[Set problem] Set down the records once more, please, exactly and with the pictures left out.

Source records
- - - - - - -

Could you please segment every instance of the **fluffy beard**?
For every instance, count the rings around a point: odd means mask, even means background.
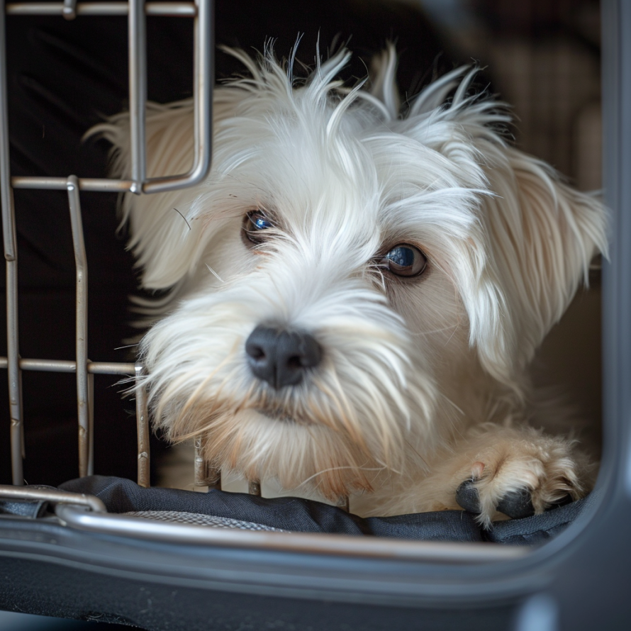
[[[432,448],[434,384],[423,358],[413,364],[404,350],[406,328],[374,279],[323,281],[318,293],[313,279],[297,277],[297,252],[283,254],[268,252],[262,269],[228,287],[202,290],[145,336],[156,424],[171,440],[201,437],[211,466],[249,479],[330,500],[371,491],[376,472],[409,466],[411,440]],[[243,349],[257,323],[283,313],[325,352],[303,383],[275,391],[252,376]]]

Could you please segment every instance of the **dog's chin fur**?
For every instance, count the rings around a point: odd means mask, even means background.
[[[537,511],[586,492],[593,462],[554,435],[527,367],[606,250],[600,202],[506,142],[474,69],[401,114],[392,50],[370,91],[335,80],[345,51],[303,82],[270,52],[231,54],[250,76],[216,90],[211,175],[123,203],[143,289],[169,290],[140,306],[157,320],[140,345],[155,427],[364,515],[457,508],[469,479],[485,522],[522,488]],[[186,171],[191,102],[150,105],[147,125],[149,176]],[[126,115],[94,130],[126,174]],[[274,226],[253,245],[257,209]],[[377,264],[398,244],[425,253],[422,274]],[[296,386],[258,379],[244,345],[261,324],[309,332],[320,364]]]

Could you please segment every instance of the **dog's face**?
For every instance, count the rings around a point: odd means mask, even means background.
[[[393,88],[336,91],[345,61],[294,89],[250,65],[218,90],[208,180],[149,223],[129,210],[145,286],[181,296],[142,342],[158,426],[330,498],[422,468],[469,399],[519,397],[600,220],[489,128],[493,104],[440,105],[455,74],[399,118]]]

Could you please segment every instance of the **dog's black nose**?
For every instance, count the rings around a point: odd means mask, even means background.
[[[306,369],[322,359],[320,345],[308,333],[262,325],[250,334],[245,352],[252,372],[277,390],[299,384]]]

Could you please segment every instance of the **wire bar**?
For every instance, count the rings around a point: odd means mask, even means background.
[[[87,358],[87,264],[81,221],[80,191],[99,192],[157,193],[192,186],[203,179],[211,166],[213,44],[212,1],[196,2],[11,2],[0,5],[0,200],[4,245],[6,260],[7,357],[0,357],[0,369],[8,372],[11,404],[11,445],[13,482],[23,484],[24,426],[22,412],[21,371],[74,373],[77,376],[79,442],[79,476],[93,469],[94,375],[114,374],[138,380],[142,367],[133,364],[90,362]],[[56,177],[13,177],[9,166],[9,121],[6,104],[6,15],[58,15],[68,20],[81,16],[122,16],[128,18],[129,45],[130,135],[132,173],[130,179]],[[188,173],[147,179],[145,112],[147,101],[146,16],[188,17],[194,19],[194,155]],[[75,361],[25,359],[18,344],[18,272],[15,209],[13,188],[65,190],[68,194],[77,269]],[[149,486],[149,418],[147,393],[139,390],[138,484]],[[202,461],[203,464],[203,461]],[[206,486],[220,484],[219,471],[203,465],[201,477]]]
[[[221,488],[221,471],[215,469],[203,459],[203,449],[201,438],[195,439],[195,482],[197,487],[208,486]]]
[[[79,475],[91,475],[92,463],[89,453],[92,450],[93,436],[90,432],[88,397],[88,262],[83,238],[81,203],[79,199],[79,182],[74,175],[68,177],[68,203],[70,206],[70,223],[72,245],[77,268],[77,410],[79,420]]]
[[[3,9],[4,4],[3,1]],[[22,462],[24,457],[24,428],[22,424],[22,389],[18,343],[18,247],[9,163],[4,11],[0,10],[0,200],[4,258],[6,261],[6,353],[11,415],[11,476],[13,484],[21,485],[24,484]]]
[[[140,194],[147,177],[145,121],[147,111],[147,29],[144,0],[130,0],[128,34],[129,133],[131,192]]]
[[[0,357],[0,369],[7,367],[6,357]],[[20,370],[39,371],[41,372],[76,372],[77,362],[66,359],[20,359]],[[133,375],[135,367],[133,364],[115,362],[90,362],[87,363],[90,374]]]
[[[66,2],[11,2],[6,4],[9,16],[64,16],[69,15]],[[72,5],[70,5],[72,6]],[[172,18],[193,18],[197,15],[194,2],[147,2],[147,16]],[[75,16],[127,16],[127,2],[79,2],[74,6]]]
[[[13,176],[11,179],[14,189],[38,189],[48,191],[65,191],[65,177],[48,176]],[[110,179],[106,177],[79,178],[79,191],[94,191],[99,193],[124,193],[131,191],[134,182],[130,179]]]
[[[140,381],[144,373],[142,366],[135,367],[136,428],[138,440],[138,486],[150,486],[149,411],[147,390]]]
[[[0,498],[26,501],[41,500],[53,503],[63,503],[73,506],[82,506],[96,513],[107,513],[103,501],[86,493],[72,493],[60,491],[52,486],[22,486],[16,488],[6,484],[0,484]]]
[[[184,175],[152,178],[145,184],[145,193],[163,193],[199,184],[211,169],[212,152],[213,81],[214,46],[212,36],[212,3],[197,0],[194,19],[194,157],[193,166]]]

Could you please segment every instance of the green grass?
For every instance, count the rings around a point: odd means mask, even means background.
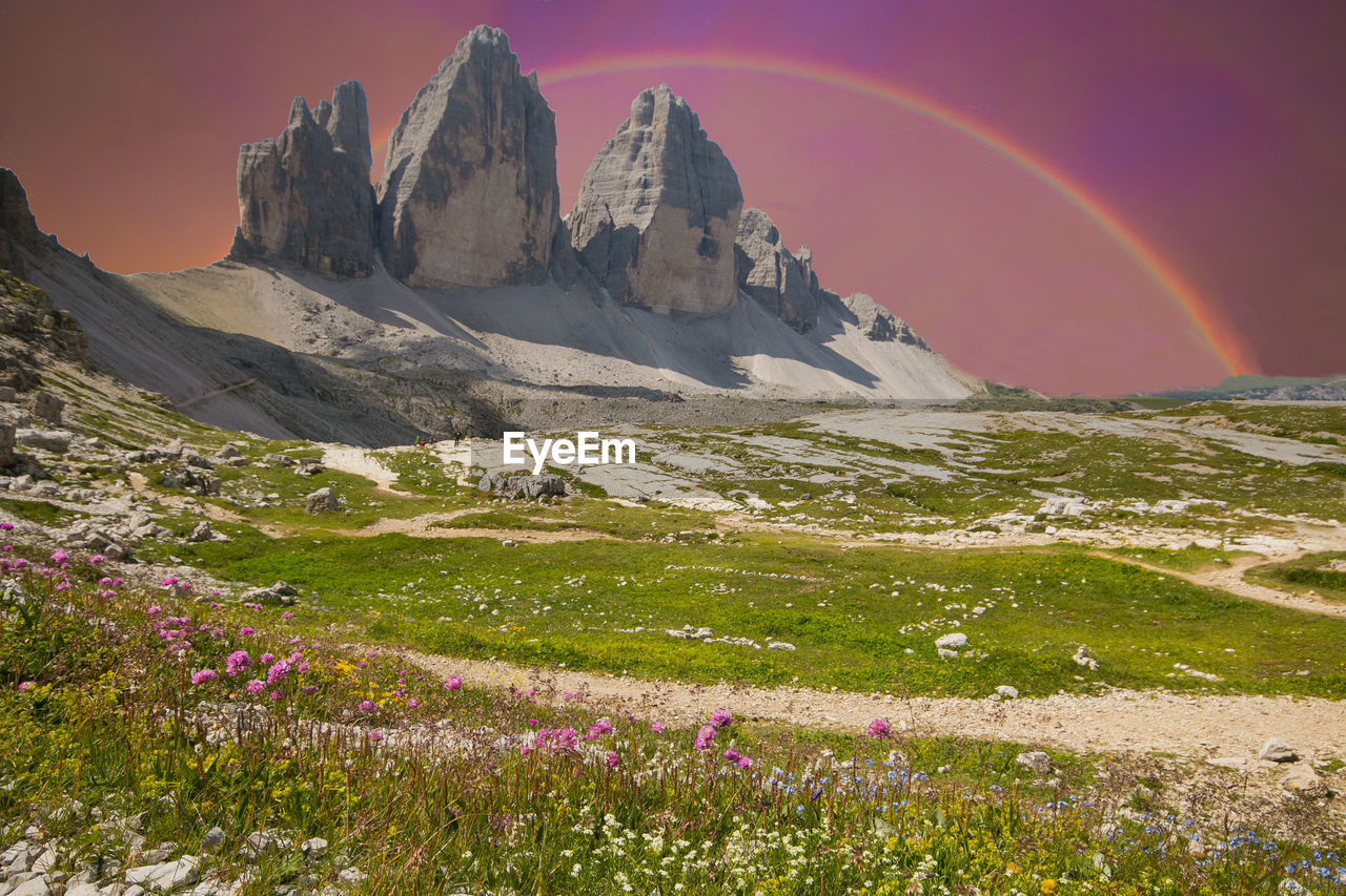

- - - - - - -

[Task result]
Could you please segment every instance of the **fluffy beard**?
For every instance, count the rings around a point: odd means mask, even means background.
[[[432,448],[434,384],[423,358],[413,364],[404,350],[406,328],[374,279],[323,281],[318,293],[313,279],[297,277],[297,252],[283,254],[268,252],[262,269],[228,287],[202,290],[145,336],[156,424],[171,440],[201,437],[211,466],[249,479],[330,500],[371,491],[376,472],[409,466],[411,440]],[[243,349],[257,323],[283,313],[325,352],[303,383],[275,391],[252,376]]]

Could you please segment every instance of the **dog's chin fur**?
For every instance, count the rings around a point: odd means mask, even means background.
[[[537,511],[586,492],[593,462],[554,435],[527,367],[606,250],[600,202],[506,142],[474,69],[401,114],[392,50],[370,91],[335,80],[345,51],[303,82],[270,52],[231,54],[250,76],[216,90],[211,175],[123,203],[143,289],[169,290],[140,306],[157,320],[140,345],[155,427],[364,515],[457,508],[469,479],[485,522],[522,488]],[[186,171],[191,102],[150,105],[147,125],[149,176]],[[126,115],[94,130],[126,174]],[[274,226],[253,245],[257,209]],[[377,264],[398,244],[425,253],[422,274]],[[296,386],[258,379],[244,345],[261,324],[309,332],[320,364]]]

Could you please segment every instance of the **dog's face**?
For every instance, count the rings around a point: odd means mask, even means background.
[[[393,88],[336,91],[345,61],[294,89],[250,65],[218,90],[208,180],[149,223],[129,210],[145,286],[181,296],[142,342],[158,426],[330,498],[422,468],[469,399],[519,397],[600,220],[489,128],[493,104],[440,105],[455,74],[399,118]]]

Could you please segment every instance of the **dog's black nose**?
For every instance, count the rings around a point: odd means mask, even means background.
[[[306,369],[322,359],[320,345],[308,333],[262,325],[250,334],[245,352],[252,372],[277,390],[299,384]]]

Could you please segment every instance of the **wire bar**?
For every instance, count the rings around a point: odd means mask, even means background.
[[[87,358],[87,264],[81,221],[80,191],[99,192],[157,193],[192,186],[203,179],[211,166],[213,44],[212,1],[196,2],[11,2],[0,5],[0,200],[4,245],[6,260],[7,357],[0,357],[0,369],[8,372],[11,404],[11,445],[13,482],[23,484],[24,426],[22,412],[21,371],[74,373],[77,376],[79,442],[79,476],[93,469],[94,375],[114,374],[138,380],[142,367],[133,364],[90,362]],[[56,177],[13,177],[9,166],[9,121],[6,104],[6,15],[58,15],[68,20],[81,16],[122,16],[128,18],[129,45],[130,135],[132,173],[130,179]],[[188,173],[147,179],[145,112],[147,101],[146,16],[188,17],[194,19],[194,155]],[[75,361],[25,359],[18,344],[18,272],[15,209],[13,188],[65,190],[68,194],[77,269]],[[149,486],[149,418],[147,393],[139,390],[138,484]],[[202,461],[203,464],[203,461]],[[206,486],[220,484],[219,471],[203,465],[201,477]]]
[[[221,488],[221,471],[215,469],[203,459],[203,449],[201,438],[195,439],[195,482],[197,487],[208,486]]]
[[[79,475],[91,475],[92,463],[89,453],[92,450],[93,436],[90,432],[88,397],[88,262],[83,238],[81,203],[79,199],[79,182],[74,175],[68,177],[68,203],[70,206],[70,223],[72,245],[77,268],[77,410],[79,420]]]
[[[3,9],[4,4],[3,1]],[[22,462],[24,457],[24,428],[22,424],[22,389],[18,343],[18,247],[9,163],[4,11],[0,10],[0,200],[4,258],[6,261],[6,353],[11,415],[11,476],[13,484],[21,485],[24,484]]]
[[[140,194],[147,177],[145,121],[147,111],[147,29],[144,0],[130,0],[128,34],[129,133],[131,192]]]
[[[0,357],[0,369],[7,367],[6,357]],[[20,370],[39,371],[41,372],[76,372],[77,362],[66,359],[20,359]],[[133,375],[135,367],[133,364],[115,362],[90,362],[87,363],[90,374]]]
[[[66,2],[11,2],[6,4],[9,16],[64,16],[69,15]],[[72,5],[70,5],[72,6]],[[172,18],[193,18],[197,15],[194,2],[147,2],[147,16]],[[75,16],[127,16],[127,2],[79,2],[74,6]]]
[[[13,176],[11,179],[14,189],[38,189],[48,191],[65,191],[65,177],[48,176]],[[110,179],[106,177],[79,178],[79,191],[94,191],[99,193],[124,193],[131,191],[134,182],[130,179]]]
[[[140,381],[144,373],[142,366],[135,367],[136,428],[138,440],[138,486],[150,486],[149,411],[147,390]]]
[[[0,498],[26,501],[41,500],[53,503],[63,503],[73,506],[82,506],[96,513],[107,513],[103,501],[86,493],[72,493],[60,491],[52,486],[22,486],[16,488],[6,484],[0,484]]]
[[[184,175],[152,178],[145,184],[145,193],[163,193],[199,184],[211,169],[212,152],[213,81],[214,46],[212,36],[212,3],[197,0],[194,19],[194,157],[193,166]]]

Could you please segment every instance of the green grass?
For every instance, count the rings around a point: odd means mask, even means background.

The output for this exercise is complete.